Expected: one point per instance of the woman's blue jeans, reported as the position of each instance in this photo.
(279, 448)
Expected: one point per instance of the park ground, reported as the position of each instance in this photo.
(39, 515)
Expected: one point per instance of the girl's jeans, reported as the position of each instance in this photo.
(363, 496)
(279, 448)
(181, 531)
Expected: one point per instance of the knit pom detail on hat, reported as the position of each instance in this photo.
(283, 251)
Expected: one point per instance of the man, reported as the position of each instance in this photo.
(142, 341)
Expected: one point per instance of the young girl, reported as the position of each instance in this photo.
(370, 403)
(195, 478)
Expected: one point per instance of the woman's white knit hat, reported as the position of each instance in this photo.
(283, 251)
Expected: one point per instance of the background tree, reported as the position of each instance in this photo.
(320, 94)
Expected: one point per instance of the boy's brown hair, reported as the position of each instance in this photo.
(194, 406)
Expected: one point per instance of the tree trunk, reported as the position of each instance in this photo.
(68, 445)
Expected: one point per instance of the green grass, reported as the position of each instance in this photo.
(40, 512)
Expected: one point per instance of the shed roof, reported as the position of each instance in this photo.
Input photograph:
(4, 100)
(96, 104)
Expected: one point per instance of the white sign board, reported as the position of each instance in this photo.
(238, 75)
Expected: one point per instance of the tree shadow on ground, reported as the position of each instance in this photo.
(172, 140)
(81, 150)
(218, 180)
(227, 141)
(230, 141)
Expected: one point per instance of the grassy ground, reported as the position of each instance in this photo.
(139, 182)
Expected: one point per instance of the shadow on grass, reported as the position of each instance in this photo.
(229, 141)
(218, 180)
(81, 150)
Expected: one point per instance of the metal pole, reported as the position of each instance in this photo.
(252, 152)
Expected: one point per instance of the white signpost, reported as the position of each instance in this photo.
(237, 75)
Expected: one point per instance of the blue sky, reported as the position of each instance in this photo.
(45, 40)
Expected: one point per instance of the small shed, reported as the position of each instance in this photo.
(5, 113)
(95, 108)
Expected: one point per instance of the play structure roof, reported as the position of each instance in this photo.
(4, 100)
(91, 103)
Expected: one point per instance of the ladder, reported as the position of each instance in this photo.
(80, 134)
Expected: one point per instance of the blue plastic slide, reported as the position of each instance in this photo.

§ THE REQUEST:
Reproduce all of the records above verbatim, line for line, without altering any character.

§ ANSWER FOR THE TASK:
Expected: one point per instance of the woman's blue jeans, reported as the position of each instance in this photo.
(279, 448)
Expected: one point per instance of the park ground, reported as the position of each instance in this photo.
(39, 515)
Expected: one point per instance of the girl's jeans, reported as the position of each instance in this photo.
(363, 496)
(279, 448)
(181, 531)
Expected: one point per instance of the knit pom detail on hat, reported as the position of each instance in this photo.
(283, 251)
Expected: one point per instance of the man, reported as the position of each instance in this photo.
(142, 341)
Expected: one point per instance of the young girl, reported as the position of each instance in this photo.
(370, 403)
(195, 478)
Expected: one point per instance of the woman's white knit hat, reported as the position of each instance in this photo.
(283, 251)
Expected: one point per instance of the background tree, reported as the position of each instance in this photo.
(320, 94)
Expected: one point per instance of the boy's brown hair, reported as the position of each instance in this photo.
(194, 406)
Expected: one point per instance of the tree trunk, reported as the position of each instance in this photo.
(68, 445)
Expected: one point per instance of the green grass, reported as the position of each instance in this photo.
(40, 512)
Expected: one point per instance of the shed roof, reported as the position of each instance in this photo.
Input photograph:
(4, 100)
(96, 104)
Expected: one point per instance of the white sign board, reported as the position of each instance in this photo.
(238, 75)
Expected: one point per instance of the tree shadow on ground, reported as the position of each instance in this photo.
(172, 140)
(81, 150)
(218, 180)
(227, 141)
(230, 141)
Expected: one point per instance of the grassy ground, reported as the position of each instance in this photo.
(139, 182)
Expected: one point per instance of the shadow on grass, reported as the position of each instance in this photo.
(229, 141)
(218, 180)
(81, 150)
Expected: one point per instance of the metal pole, reported as the position of each instance in this photo.
(252, 152)
Expected: one point per instance of the white signpost, reported as the position of each instance in this photo.
(237, 75)
Expected: one point per instance of the blue sky, reported as the position of each instance in this photo.
(45, 40)
Expected: one point per instance of the small shed, reported as the position of each instance in this photo.
(5, 113)
(95, 108)
Expected: one point per instance of the play structure roof, reported as the position of each instance in this photo.
(4, 100)
(91, 103)
Expected: one point per instance of the ladder, reported as the position of each instance in this photo.
(80, 134)
Expected: one point per instance of the blue plastic slide, reported as the position of each instance in this photo.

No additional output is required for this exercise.